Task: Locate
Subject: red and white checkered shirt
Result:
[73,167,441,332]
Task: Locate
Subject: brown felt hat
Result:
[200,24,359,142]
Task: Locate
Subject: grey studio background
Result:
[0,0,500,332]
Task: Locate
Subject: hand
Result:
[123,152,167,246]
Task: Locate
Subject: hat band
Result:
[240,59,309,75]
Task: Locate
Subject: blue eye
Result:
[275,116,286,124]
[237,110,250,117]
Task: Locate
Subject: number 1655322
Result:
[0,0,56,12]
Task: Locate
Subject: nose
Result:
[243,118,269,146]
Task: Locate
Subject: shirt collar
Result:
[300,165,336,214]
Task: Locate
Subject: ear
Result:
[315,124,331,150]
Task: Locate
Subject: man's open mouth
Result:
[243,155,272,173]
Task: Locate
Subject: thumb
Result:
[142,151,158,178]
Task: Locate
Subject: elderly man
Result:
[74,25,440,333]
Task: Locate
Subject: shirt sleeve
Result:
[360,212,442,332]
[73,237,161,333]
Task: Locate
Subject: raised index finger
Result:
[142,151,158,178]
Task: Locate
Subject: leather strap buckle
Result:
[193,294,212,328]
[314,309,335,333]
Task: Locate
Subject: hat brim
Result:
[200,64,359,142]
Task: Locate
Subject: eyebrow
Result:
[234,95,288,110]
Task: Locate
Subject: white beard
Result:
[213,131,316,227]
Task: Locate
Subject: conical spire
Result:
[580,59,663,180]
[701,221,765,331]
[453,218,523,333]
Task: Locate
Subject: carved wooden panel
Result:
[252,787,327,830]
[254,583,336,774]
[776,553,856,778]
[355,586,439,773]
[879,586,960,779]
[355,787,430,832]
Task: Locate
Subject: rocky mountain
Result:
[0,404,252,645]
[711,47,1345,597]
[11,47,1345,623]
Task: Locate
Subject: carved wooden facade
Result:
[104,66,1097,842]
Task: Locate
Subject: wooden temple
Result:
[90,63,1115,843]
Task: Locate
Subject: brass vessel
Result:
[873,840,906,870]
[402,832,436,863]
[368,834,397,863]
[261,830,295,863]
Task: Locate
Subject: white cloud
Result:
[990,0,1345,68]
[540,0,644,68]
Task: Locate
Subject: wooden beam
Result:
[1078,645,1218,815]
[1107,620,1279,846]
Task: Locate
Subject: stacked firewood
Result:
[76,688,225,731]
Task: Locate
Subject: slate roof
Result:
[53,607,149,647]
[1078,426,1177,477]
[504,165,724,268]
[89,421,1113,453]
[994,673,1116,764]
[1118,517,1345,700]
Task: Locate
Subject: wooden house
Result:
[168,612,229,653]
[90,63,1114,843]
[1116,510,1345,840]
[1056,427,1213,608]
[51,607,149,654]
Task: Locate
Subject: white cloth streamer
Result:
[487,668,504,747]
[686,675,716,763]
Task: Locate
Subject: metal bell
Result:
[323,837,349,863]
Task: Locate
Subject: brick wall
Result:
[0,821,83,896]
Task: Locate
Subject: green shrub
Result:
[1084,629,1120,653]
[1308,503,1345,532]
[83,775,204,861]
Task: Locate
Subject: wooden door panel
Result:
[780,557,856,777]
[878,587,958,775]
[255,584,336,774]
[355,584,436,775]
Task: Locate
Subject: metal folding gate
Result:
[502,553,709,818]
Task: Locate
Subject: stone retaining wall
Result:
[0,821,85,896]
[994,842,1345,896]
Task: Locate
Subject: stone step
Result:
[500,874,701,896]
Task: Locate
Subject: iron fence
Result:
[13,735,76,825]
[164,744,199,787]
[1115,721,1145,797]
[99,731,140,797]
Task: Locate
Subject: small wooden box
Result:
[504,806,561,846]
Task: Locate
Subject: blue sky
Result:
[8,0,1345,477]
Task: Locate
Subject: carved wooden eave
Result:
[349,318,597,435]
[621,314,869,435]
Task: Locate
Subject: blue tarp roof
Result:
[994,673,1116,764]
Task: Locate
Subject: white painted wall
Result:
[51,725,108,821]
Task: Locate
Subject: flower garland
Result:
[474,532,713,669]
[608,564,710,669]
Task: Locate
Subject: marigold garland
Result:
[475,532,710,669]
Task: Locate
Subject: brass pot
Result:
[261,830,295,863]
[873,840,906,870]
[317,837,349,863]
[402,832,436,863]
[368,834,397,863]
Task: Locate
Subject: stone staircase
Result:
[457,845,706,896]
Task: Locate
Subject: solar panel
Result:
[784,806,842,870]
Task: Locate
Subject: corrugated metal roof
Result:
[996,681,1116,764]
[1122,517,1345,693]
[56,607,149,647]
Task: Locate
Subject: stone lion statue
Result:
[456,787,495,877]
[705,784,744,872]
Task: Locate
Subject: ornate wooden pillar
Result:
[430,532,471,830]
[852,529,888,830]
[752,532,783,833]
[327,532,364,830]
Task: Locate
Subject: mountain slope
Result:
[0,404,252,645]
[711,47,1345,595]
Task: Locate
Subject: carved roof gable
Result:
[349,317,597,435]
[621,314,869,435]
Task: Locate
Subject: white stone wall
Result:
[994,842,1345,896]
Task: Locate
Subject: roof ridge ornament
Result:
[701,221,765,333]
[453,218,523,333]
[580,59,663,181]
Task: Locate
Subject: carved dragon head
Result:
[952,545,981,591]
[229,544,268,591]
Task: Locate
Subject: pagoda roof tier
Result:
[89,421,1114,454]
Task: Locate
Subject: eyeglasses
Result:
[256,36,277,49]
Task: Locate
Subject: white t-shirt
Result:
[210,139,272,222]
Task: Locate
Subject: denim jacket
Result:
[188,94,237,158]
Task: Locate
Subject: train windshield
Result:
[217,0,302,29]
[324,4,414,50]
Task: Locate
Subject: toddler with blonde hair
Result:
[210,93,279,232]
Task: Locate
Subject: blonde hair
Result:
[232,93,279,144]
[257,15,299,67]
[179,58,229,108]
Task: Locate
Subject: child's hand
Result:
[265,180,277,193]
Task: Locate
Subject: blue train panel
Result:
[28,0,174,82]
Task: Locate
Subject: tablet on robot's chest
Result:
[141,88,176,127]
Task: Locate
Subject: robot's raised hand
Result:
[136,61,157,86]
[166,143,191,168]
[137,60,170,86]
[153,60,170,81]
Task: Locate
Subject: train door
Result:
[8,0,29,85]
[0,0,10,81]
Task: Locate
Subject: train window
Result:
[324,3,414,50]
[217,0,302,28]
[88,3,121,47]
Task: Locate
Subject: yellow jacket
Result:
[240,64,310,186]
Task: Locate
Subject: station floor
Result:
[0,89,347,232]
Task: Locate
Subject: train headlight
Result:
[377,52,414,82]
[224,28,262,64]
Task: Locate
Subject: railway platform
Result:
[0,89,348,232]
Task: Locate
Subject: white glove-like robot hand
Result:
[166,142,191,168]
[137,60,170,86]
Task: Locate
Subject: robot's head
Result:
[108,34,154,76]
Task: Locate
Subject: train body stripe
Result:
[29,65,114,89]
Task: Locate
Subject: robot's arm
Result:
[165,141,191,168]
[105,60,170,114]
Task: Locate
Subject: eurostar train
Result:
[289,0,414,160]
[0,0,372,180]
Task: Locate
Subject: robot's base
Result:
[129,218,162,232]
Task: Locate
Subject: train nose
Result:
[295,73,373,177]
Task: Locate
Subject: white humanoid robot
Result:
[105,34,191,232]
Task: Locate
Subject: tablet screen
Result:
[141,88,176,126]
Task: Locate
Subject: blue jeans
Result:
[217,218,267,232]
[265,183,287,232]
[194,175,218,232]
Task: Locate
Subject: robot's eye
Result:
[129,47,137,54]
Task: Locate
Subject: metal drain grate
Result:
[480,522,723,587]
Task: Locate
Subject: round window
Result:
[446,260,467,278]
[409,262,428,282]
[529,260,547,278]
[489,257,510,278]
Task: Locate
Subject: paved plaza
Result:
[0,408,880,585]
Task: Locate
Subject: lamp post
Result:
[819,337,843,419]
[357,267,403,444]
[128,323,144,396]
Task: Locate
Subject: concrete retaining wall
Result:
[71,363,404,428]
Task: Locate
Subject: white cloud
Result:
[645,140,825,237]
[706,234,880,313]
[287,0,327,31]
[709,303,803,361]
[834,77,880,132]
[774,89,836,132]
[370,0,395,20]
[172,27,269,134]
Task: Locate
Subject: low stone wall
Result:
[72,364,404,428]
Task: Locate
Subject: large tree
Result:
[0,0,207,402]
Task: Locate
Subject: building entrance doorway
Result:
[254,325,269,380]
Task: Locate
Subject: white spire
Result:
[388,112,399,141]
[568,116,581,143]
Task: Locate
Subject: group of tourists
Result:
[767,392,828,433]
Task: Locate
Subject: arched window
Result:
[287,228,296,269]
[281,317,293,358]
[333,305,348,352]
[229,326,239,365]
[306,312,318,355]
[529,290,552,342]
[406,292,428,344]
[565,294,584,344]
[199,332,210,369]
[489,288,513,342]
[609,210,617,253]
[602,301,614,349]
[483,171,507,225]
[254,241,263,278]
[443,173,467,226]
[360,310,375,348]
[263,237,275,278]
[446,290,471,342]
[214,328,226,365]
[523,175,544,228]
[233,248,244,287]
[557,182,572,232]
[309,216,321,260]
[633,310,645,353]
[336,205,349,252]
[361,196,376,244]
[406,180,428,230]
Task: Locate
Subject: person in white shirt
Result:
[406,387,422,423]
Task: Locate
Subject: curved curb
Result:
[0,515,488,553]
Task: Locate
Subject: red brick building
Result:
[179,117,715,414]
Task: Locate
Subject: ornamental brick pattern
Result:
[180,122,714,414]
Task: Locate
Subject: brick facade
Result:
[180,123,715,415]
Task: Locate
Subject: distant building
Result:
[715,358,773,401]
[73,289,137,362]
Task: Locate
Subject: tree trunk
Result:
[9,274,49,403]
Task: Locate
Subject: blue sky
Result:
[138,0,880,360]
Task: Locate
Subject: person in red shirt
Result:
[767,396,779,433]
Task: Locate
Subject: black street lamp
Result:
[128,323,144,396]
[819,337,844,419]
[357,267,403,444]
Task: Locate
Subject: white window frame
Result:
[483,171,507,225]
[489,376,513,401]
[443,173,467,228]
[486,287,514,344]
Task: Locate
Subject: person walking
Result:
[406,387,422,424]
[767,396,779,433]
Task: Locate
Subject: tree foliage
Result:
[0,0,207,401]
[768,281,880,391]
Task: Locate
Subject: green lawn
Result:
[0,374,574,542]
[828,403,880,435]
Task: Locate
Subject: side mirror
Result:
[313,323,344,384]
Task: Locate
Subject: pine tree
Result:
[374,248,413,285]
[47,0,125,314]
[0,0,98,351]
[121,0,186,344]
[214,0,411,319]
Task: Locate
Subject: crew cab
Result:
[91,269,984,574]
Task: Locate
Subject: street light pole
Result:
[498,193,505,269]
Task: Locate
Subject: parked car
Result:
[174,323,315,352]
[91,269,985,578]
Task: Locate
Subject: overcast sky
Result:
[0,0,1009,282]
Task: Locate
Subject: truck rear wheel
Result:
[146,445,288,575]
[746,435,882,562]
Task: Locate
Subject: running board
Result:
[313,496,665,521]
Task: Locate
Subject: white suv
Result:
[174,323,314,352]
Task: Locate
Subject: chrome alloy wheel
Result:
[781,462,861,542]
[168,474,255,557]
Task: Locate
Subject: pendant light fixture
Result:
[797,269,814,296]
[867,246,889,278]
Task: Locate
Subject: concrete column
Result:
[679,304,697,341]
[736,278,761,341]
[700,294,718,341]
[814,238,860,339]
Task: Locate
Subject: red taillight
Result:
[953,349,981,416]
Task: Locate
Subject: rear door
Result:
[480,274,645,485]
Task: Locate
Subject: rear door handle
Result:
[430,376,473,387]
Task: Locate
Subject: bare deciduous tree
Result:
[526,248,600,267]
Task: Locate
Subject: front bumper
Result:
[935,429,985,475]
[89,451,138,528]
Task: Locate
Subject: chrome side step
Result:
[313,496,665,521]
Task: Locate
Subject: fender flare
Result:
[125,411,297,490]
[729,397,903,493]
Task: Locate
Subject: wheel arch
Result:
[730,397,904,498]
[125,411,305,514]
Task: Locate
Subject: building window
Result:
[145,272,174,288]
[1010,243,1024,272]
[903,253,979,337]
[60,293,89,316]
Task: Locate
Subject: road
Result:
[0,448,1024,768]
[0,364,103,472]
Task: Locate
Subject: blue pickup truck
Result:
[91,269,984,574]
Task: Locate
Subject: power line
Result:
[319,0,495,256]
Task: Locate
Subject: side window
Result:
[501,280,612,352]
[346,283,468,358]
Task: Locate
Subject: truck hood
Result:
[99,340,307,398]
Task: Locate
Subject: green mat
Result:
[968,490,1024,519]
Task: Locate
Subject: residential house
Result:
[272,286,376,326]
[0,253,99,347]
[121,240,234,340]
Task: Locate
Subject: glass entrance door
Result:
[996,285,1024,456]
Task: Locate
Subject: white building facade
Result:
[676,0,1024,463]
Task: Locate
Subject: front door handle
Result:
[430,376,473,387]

● **STATED TASK**
Report only the number of lines above that contain the word "metal".

● **WRITTEN RESPONSE**
4